--- Document section ---
■ ■ ■
The People

Its population of 4.6 million puts it in the same population range as Ireland or the state of Alabama with about 1/3 of its inhabitants living in its capital city, San José. With many Costa Rican's having blended backgrounds, the Costa Rican population covers a broad spectrum of skin color. Current ethnicity statistics report the following: Whites and mestizos (people of mixed European and native Indian heritage) make up a 94% of the population, people of African heritage make up 3%, Amerindians (indigenous peoples of the Americas) make up 1% and Chinese ethnicity account for 1%.

Ticos, as Costa Ricans are gladly called, speak Spanish. Less common in Costa Rica, you can also hear varied tribal languages among the Amerindians and a Jamaican patois language along the Caribbean coastline considered Creole-English.

The vast majority of Costa Ricans claim a Christian faith with 75% Roman Catholic, 14% Evangelical Christian and 1.5% Jehovah's Witness. Costa Rican president Laura Chinchilla is Catholic and considered a social conservative. She was an active supporter of the "March for Life and Family" which was organized by a coalition of church leaders with a stated mission of opposition to legalized of abortion and same sex marriage.

Woven into the Tico culture, land and attitude is the nation's favorite expression: "pura vida" which translates to "pure life" or "the good life." The good life in Costa Rica comes with an average life expectancy of 79 years and a 94% literacy rate. With more travelers discovering its "pura vida" reputation, Costa Rica is drawing an increasing number of retirees from the United States, Canada and Europe calling Costa Rica home.

Refugee immigration to Costa Rica, particularly from distressed neighbor Nicaragua, is also increasing with many settling illegally. These immigrants are happy to join an economy that sees the average Tico earning about $540/month. Estimates are that 10% of the population is now Nicaraguan. Like many nations, however, Costa Rica's annual population growth rate of its citizenry has slowed. The 2011estimated population growth rate was 1.308% compared with 3.8% in the 1960s.

Currently, as in the past 20 years, 20% of the population falls below the poverty line. This kind of financial pressure increases the difficulties of raising a family. Pockets of contrasting shanty towns and precarios (squatter villages) consisting of scrap material houses, sporadically appear in Costa Rica's larger cities.

Now and historically, many Costa Ricans turn to drugs and alcohol as an escape. According to the national alcoholism and drug dependency agency IAFA, some 620,000 Costa Ricans struggle with alcohol abuse. Fully a quarter of a million can be described as "alcoholics." Costa Rica often serves as a midway warehouse from Columbia to Mexican drug cartels. Being in plentiful supply, crack and regular cocaine have become the nation's drugs of choice. The results have been devastating to marriages, and the children living under it.

Child prostitution has been a growing segment of Costa Rica's large tourism industry. Sex trafficking and child prostitution are spurred on by existing poverty a middle class gap. Many of Costa Rica's 8,000 street children are lured into child prostitution by earnings guarantees and end up being sexually exploited.

This activity also contributes to the nations 20% of births coming from mothers under the age of eighteen as well as the 9,700 people in Costa Rica (mostly concentrated in the San José area) infected with HIV as reported by UNAIDS and the World Health Organization.

The Corruption Perception Index (CPI) finds Costa Rica at number 50 out of 182 nations. Nicaragua faired the worst in the region at 134. Other nations included: Honduras at 129, Guatemala at 120, Panama in at 86, and 80 for El Salvador. While Costa Rica stands out as the most honest member of the neighborhood, New Zealanders or Swedes, who scored highest, might frown on the frequency of quick transactions that can undo speeding tickets and sweeteners that make inspectors or regulators look away.
■ ■ ■
--- Dataset records ---
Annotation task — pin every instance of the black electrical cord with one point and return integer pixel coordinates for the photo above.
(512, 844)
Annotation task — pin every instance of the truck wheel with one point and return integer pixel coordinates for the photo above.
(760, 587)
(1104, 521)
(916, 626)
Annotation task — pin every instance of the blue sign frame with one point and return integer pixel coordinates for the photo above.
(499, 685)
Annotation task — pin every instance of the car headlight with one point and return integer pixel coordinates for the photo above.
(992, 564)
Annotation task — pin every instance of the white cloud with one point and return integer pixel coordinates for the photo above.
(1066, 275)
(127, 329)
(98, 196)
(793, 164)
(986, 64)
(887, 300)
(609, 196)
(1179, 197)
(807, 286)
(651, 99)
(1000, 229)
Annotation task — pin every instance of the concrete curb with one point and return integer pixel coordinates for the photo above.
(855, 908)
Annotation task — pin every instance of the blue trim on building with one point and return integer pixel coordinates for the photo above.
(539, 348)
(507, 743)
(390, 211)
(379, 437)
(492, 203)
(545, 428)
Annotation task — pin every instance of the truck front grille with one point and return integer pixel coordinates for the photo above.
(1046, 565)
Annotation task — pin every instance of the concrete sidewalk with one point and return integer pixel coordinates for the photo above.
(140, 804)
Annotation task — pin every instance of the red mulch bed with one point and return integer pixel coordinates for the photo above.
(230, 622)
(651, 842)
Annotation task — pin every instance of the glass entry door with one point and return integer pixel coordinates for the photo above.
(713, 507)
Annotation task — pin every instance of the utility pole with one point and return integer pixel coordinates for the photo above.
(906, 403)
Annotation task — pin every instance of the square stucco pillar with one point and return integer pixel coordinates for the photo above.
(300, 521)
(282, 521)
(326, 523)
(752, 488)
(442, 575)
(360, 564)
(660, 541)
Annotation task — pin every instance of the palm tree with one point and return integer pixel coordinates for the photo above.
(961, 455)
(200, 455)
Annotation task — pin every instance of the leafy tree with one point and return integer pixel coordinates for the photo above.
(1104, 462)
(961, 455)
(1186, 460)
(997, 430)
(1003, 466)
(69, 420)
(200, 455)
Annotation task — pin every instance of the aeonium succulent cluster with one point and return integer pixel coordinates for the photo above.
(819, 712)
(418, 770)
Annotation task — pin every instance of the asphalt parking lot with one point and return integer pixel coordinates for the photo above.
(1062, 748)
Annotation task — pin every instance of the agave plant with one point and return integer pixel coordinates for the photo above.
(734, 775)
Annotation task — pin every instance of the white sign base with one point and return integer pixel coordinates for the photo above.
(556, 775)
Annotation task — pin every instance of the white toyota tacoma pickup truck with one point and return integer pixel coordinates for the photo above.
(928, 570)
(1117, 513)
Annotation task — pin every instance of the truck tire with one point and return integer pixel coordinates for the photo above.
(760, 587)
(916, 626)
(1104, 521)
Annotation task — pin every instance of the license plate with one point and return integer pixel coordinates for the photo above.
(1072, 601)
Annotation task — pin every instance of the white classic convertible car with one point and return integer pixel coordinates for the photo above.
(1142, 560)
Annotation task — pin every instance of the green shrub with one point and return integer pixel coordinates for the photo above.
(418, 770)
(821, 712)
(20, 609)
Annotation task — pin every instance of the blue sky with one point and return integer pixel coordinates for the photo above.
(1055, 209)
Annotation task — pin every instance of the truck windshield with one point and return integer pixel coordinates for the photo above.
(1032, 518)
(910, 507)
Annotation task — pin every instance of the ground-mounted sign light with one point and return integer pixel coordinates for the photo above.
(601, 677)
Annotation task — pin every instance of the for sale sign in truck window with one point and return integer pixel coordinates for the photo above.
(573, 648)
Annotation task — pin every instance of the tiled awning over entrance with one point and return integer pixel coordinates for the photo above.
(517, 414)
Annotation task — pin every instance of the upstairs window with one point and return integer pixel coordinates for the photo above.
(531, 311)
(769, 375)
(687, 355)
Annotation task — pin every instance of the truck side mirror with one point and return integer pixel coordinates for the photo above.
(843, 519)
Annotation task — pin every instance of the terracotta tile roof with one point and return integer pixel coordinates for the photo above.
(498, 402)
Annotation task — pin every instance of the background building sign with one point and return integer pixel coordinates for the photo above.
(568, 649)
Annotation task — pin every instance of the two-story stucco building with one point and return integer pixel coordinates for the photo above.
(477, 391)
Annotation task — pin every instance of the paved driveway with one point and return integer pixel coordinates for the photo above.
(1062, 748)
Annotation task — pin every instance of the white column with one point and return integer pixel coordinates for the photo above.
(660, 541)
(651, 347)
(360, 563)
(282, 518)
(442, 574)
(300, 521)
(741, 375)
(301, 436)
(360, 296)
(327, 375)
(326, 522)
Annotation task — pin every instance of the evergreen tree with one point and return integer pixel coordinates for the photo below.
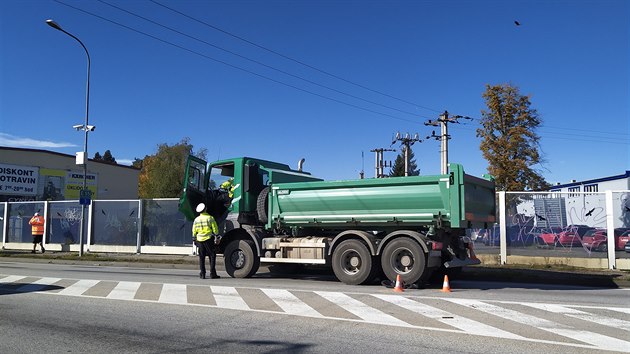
(162, 174)
(509, 140)
(398, 169)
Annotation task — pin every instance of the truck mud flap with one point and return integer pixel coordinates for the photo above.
(461, 263)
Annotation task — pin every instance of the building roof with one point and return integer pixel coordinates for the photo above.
(592, 181)
(64, 155)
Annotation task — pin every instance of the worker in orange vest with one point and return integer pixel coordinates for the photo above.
(37, 229)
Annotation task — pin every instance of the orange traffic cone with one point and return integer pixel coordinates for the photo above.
(445, 286)
(399, 285)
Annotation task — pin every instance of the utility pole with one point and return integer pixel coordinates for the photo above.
(378, 163)
(443, 121)
(406, 141)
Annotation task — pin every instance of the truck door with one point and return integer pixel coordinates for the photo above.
(195, 186)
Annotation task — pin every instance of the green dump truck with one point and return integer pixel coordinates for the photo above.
(366, 228)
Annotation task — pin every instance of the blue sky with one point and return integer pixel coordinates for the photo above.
(374, 68)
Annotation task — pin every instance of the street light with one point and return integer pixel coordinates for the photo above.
(85, 127)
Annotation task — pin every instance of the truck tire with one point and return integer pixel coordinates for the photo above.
(262, 205)
(403, 257)
(352, 262)
(240, 259)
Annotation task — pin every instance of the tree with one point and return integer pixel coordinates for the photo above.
(162, 174)
(398, 169)
(509, 141)
(106, 158)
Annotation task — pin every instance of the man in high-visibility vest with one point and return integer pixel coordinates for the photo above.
(206, 236)
(37, 230)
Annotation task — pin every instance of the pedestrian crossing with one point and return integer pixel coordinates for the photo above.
(591, 327)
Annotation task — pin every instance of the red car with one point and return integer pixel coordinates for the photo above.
(597, 240)
(549, 237)
(572, 235)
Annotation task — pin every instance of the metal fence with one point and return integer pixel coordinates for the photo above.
(533, 228)
(130, 226)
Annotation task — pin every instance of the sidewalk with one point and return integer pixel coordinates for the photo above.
(512, 273)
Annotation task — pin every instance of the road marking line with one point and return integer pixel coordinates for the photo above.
(125, 290)
(78, 288)
(173, 294)
(581, 315)
(598, 340)
(11, 279)
(228, 297)
(360, 309)
(290, 303)
(38, 285)
(465, 324)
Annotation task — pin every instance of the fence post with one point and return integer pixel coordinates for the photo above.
(610, 226)
(46, 224)
(5, 224)
(140, 222)
(89, 225)
(502, 228)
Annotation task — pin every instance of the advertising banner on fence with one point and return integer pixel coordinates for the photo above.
(74, 184)
(18, 180)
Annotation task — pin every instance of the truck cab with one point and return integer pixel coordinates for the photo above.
(250, 177)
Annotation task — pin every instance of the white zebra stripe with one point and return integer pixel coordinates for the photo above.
(289, 303)
(11, 279)
(360, 309)
(38, 285)
(78, 288)
(125, 290)
(174, 294)
(465, 324)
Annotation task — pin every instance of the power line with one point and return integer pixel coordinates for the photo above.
(235, 66)
(256, 61)
(291, 59)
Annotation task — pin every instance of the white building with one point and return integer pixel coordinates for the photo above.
(615, 183)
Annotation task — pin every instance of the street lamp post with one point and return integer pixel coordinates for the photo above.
(86, 128)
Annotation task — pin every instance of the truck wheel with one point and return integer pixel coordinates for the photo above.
(403, 257)
(262, 205)
(352, 262)
(240, 259)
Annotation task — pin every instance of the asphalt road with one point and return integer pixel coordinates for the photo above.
(102, 309)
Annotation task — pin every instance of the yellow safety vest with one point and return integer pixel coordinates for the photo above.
(204, 227)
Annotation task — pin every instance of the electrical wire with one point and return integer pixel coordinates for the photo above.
(258, 62)
(291, 59)
(235, 66)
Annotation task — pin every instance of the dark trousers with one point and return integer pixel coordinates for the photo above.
(207, 248)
■ ■ ■
--- Problems to work on ---
1. From the text on Costa Rica's people, copy word for word the part that starts with "Its population of" and ends with "coastline considered Creole-English.".
2. Using the text on Costa Rica's people, answer these:
(a) About what share of the population lives in the capital, San José?
(b) What average life expectancy does it give for Costa Rica?
(c) Where does Costa Rica rank on the Corruption Perception Index?

--- Results of the tasks ---
1.
Its population of 4.6 million puts it in the same population range as Ireland or the state of Alabama with about 1/3 of its inhabitants living in its capital city, San José. With many Costa Rican's having blended backgrounds, the Costa Rican population covers a broad spectrum of skin color. Current ethnicity statistics report the following: Whites and mestizos (people of mixed European and native Indian heritage) make up a 94% of the population, people of African heritage make up 3%, Amerindians (indigenous peoples of the Americas) make up 1% and Chinese ethnicity account for 1%.

Ticos, as Costa Ricans are gladly called, speak Spanish. Less common in Costa Rica, you can also hear varied tribal languages among the Amerindians and a Jamaican patois language along the Caribbean coastline considered Creole-English.

2.
(a) About 1/3
(b) 79 years
(c) Number 50 out of 182 nations